[[ Provided passage, beginning ]]

The use of electronic monitoring (EM) devices in the United States has more than doubled in the past decade, with more than 125,000 wearing such tracking devices in 2016, according to a Pew Charitable Trusts report.
Local governments use EM in a variety of contexts, including as a condition of pretrial release or probation and for youth offenders.
At least 51 of 58 California counties have EM programs, according to a recent study by the Samuelson Law Clinic at the University of California at Berkeley and East Bay Community Law Center (Berkeley Study).
For-profit companies are the main providers of EM devices and monitoring technology. Securus is one of the largest. Through its subsidiary, Satellite Tracking of People (STOP), Securus electronically monitors more than 6,000 people for the California Department of Corrections and Rehabilitation (CDCR), according to In These Times.
For many local governments, EM offers a lower-cost alternative to incarceration. A 2013 study of California high-risk offenders found that parolees fitted with a GPS device had a 38 percent lower recidivism rate than those without the devices, according to the U.S. Justice Department’s National Institute of Justice.
Criminal justice advocates and the courts, on the other hand, have serious concerns about the shifting of costs, expansive use and privacy related to use of EM technology.
“Rather than advancing a more equitable and effective criminal justice system, electronic monitoring’s enormous and unchecked capacities transform entire communities into open-air jails, intentionally depriving a whole class of people of liberty and privacy even as its efficacy, necessity and appropriateness go entirely unchallenged,” said activist Rebecca Brown, the director of Reentry Solutions Group, reported In These Times.
The most common form of EM deployed by local government is house arrest. However, the rapid evolution of tracking technology allows for varying levels of control. A person may be confined to a neighborhood, a block or a house, depending on the “risk assessment” of that individual.
This is already happening with exclusion zones programmed into the ankle monitors of some individuals with sex offense or gang histories. In New York City, some alleged gang members have a GPS monitor without house arrest, according to Prison Legal News. The device is programmed to keep them out of certain parts of the city at certain times of the day.

[[ Provided passage, end ]]
[[ Given information, beginning ]]

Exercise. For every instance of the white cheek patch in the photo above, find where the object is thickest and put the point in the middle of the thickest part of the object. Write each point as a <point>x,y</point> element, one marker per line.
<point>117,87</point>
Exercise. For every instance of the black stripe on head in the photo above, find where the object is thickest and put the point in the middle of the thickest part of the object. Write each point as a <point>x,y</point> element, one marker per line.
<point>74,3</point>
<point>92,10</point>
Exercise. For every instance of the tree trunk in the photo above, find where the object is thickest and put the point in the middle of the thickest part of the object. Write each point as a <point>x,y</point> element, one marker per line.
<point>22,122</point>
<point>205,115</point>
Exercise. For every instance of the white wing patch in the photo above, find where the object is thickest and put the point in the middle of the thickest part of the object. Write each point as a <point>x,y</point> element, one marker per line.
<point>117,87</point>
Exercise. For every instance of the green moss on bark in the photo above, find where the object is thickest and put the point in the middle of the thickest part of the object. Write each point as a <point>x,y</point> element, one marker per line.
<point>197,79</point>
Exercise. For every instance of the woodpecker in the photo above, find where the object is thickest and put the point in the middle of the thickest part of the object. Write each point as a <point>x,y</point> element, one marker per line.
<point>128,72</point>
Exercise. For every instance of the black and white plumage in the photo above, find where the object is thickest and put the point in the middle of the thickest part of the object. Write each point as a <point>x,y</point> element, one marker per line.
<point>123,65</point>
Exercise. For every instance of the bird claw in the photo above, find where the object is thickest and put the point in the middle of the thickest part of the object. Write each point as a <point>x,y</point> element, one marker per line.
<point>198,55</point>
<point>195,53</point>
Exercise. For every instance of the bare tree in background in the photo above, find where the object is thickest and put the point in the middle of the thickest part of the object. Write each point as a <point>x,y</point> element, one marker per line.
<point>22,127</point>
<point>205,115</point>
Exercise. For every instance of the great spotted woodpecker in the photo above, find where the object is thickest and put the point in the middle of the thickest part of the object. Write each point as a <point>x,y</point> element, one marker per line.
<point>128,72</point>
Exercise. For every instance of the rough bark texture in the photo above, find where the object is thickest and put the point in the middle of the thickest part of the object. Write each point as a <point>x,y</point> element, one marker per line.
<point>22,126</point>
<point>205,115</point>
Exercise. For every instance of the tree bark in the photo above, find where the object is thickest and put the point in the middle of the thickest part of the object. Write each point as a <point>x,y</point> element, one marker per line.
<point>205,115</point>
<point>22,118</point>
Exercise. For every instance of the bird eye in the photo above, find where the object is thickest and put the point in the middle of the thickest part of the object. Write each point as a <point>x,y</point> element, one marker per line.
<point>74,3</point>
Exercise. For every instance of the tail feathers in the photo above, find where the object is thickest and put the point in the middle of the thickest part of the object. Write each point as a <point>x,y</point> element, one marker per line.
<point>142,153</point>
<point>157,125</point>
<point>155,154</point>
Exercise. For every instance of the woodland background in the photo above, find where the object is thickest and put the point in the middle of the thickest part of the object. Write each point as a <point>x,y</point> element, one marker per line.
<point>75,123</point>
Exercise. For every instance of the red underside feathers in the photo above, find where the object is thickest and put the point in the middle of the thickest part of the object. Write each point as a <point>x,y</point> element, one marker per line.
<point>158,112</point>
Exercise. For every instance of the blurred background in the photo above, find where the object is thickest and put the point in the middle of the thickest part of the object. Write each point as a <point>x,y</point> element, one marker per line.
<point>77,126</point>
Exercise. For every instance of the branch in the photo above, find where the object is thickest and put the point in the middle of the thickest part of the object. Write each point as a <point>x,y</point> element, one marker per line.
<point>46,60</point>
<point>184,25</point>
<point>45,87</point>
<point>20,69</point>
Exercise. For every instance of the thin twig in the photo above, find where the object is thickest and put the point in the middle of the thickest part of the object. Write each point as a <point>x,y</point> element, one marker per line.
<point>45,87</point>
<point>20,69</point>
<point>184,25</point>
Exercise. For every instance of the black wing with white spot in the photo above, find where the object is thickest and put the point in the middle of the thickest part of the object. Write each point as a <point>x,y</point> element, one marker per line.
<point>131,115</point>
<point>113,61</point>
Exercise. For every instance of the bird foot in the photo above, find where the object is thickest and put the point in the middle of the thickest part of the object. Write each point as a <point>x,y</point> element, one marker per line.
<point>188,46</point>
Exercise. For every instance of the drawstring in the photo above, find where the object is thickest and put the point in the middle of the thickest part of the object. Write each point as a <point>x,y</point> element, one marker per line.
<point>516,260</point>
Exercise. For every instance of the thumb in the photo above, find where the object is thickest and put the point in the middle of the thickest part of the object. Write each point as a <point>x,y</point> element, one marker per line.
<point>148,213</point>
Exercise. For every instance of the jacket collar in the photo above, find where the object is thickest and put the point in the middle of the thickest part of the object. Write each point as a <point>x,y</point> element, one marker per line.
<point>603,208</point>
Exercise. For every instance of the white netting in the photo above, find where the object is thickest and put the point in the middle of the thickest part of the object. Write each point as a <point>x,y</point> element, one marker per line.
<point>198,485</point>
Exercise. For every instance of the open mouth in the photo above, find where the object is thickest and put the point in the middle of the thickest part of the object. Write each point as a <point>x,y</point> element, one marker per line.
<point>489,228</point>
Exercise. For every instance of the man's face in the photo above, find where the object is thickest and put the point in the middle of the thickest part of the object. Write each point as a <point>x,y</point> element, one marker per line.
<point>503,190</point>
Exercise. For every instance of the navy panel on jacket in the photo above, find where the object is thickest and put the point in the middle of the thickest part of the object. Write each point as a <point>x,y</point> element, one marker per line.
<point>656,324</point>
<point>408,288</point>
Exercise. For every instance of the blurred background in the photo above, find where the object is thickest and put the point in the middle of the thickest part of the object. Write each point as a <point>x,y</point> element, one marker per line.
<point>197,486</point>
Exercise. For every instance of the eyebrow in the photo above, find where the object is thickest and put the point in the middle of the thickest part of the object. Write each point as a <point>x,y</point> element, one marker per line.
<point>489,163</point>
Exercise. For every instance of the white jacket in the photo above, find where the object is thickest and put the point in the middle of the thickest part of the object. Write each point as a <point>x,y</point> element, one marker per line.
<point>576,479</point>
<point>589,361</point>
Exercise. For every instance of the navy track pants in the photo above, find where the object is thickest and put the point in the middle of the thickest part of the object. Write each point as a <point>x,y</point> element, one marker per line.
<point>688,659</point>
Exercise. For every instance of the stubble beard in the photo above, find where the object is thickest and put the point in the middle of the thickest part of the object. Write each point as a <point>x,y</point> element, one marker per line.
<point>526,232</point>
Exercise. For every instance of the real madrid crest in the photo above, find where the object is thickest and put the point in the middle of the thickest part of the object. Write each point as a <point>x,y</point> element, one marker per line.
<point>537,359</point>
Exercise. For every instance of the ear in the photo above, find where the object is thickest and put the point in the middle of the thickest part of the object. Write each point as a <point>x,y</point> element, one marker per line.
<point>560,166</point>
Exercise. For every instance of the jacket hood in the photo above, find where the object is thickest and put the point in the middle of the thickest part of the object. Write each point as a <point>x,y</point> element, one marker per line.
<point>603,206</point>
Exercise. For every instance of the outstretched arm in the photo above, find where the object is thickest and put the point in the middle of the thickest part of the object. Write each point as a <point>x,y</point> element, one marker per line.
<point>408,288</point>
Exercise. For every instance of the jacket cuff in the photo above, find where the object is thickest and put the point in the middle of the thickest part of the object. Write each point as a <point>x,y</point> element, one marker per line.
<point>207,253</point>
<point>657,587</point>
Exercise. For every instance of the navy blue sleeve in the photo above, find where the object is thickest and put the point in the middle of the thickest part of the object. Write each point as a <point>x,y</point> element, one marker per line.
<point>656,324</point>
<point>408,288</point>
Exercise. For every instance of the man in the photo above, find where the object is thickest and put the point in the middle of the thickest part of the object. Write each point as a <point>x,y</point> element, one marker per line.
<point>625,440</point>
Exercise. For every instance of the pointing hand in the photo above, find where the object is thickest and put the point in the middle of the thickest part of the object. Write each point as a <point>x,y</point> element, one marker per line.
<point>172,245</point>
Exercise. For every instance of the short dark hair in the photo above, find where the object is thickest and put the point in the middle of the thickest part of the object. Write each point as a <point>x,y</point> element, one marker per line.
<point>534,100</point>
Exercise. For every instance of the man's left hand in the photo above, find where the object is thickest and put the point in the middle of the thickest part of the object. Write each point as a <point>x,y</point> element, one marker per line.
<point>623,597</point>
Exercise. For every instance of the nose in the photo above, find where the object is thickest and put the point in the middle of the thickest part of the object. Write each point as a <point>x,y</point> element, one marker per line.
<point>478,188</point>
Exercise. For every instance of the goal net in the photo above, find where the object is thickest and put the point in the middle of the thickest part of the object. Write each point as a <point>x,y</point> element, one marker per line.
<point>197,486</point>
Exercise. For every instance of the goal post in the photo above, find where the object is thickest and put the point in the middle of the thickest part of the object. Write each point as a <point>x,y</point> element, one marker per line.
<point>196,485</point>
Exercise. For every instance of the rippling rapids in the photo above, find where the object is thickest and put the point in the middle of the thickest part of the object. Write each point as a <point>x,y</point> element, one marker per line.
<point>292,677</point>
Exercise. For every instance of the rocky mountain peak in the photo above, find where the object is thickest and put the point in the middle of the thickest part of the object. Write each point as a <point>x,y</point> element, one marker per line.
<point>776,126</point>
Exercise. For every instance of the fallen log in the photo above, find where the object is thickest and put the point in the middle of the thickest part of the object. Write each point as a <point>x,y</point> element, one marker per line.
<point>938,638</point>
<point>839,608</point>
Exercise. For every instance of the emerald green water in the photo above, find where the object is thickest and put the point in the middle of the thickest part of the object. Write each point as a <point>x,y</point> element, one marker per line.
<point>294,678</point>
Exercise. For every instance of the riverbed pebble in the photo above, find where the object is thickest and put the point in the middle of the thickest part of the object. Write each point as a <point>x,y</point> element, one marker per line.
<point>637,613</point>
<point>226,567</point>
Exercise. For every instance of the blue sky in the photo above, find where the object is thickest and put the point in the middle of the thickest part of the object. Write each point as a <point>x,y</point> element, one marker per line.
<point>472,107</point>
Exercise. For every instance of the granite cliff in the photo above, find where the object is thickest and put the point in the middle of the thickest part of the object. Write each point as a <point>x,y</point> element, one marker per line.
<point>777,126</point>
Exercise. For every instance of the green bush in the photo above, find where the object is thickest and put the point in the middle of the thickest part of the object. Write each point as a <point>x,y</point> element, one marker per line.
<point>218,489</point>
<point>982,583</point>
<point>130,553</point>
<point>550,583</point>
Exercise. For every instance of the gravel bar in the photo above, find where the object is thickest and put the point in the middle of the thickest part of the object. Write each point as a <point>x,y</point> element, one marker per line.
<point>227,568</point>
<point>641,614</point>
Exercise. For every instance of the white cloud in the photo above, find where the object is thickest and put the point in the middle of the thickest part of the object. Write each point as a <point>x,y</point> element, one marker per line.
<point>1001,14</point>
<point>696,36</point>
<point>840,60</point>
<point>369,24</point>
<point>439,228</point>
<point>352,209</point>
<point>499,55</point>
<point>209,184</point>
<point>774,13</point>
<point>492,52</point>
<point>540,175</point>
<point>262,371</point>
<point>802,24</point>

[[ Given information, end ]]

- _Assigned task_
Continue the article on electronic monitoring of people in the criminal justice system from its final sentence.

- _Task result_
In California, Santa Barbara County uses GPS to create inclusion/exclusion zones. At least 12 other counties reference the use of inclusion or exclusion zones in their terms and conditions or policy documents, according to the Berkeley Study.
There are significant concerns about the impact of these EM programs on low-income families. Many counties require families to pay to participate in an EM program, often requiring they pay a daily, weekly or monthly fee. Many counties also require that youth pay for any lost or damaged equipment, potentially burdening the family with thousands of dollars in costs, according to the Berkeley Study.
“Know your rights,” say ad- vocates as many of these EM programs have a mechanism to opt out of charges where the participant can demonstrate their inability to pay for their participation in an electronic monitoring program.
Privacy risks from deploying this technology are a concern by many interested parties. “All too often, new police surveillance tools…slowly – but surely – (are) expanded…We’ve seen it with DNA collection. And now we’re starting to see it with GPS tracking,” warned the Electronic Frontier Foundation, a leading advocate of electronic privacy.
The Supreme Court has emphasized in recent years the extent to which electronic tracking devices raise new and unique privacy concerns. “GPS monitoring…may alter the relationship between citizen and government in a way that is inimical to democratic society,” the court concluded in United States v. Jones, 565 U.S. 400, 416 (2012) (Sotomayor, J., concurring).